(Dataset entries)
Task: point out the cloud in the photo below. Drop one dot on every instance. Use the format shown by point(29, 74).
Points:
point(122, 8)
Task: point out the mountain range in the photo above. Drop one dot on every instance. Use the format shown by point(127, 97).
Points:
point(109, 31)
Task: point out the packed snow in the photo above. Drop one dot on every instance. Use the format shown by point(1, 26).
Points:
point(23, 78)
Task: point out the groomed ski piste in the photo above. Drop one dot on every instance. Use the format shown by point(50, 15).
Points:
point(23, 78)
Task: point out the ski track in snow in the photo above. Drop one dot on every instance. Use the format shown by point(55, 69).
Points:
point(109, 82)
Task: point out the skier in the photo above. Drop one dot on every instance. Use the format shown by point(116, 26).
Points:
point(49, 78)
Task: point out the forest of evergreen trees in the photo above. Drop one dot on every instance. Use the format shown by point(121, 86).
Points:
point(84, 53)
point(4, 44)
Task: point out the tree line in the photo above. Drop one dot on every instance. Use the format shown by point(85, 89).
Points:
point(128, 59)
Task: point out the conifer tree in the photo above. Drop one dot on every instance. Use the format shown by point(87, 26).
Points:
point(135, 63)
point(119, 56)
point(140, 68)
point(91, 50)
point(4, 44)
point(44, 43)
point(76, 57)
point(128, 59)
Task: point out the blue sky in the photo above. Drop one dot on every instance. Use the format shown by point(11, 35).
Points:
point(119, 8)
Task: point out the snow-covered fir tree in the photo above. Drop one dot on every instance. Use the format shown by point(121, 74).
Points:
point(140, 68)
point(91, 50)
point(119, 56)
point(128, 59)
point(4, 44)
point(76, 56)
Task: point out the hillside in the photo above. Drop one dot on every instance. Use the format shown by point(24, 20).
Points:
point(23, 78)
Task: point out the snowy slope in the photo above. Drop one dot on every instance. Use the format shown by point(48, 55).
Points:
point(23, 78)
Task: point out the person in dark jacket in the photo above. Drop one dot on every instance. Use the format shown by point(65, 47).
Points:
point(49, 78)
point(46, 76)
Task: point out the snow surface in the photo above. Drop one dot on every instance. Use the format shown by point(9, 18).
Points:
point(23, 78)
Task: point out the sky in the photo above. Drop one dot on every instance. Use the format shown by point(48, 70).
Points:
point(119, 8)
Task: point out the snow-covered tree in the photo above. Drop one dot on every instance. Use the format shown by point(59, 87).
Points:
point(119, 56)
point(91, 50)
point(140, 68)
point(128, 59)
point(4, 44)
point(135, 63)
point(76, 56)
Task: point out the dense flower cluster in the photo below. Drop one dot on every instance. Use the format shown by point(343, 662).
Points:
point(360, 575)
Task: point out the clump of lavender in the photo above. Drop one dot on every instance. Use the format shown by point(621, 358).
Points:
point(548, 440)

* _Problem_:
Give back, exactly as written, the lines from the one with "Task: point out the snow-covered tree" to the last line.

* _Task response_:
Task: point out the snow-covered tree in the photo above. Drop one dot on every instance. Use the format shown by point(59, 87).
Points:
point(119, 56)
point(91, 50)
point(140, 68)
point(128, 59)
point(4, 44)
point(135, 63)
point(76, 56)
Task: point out the dense flower cluster in the photo below. Drop one dot on every instance. Use the format shown by point(343, 662).
Points:
point(360, 575)
Task: point out the clump of lavender in the photo above. Drop one dot on every instance. Use the format shown by point(621, 358).
Points:
point(548, 440)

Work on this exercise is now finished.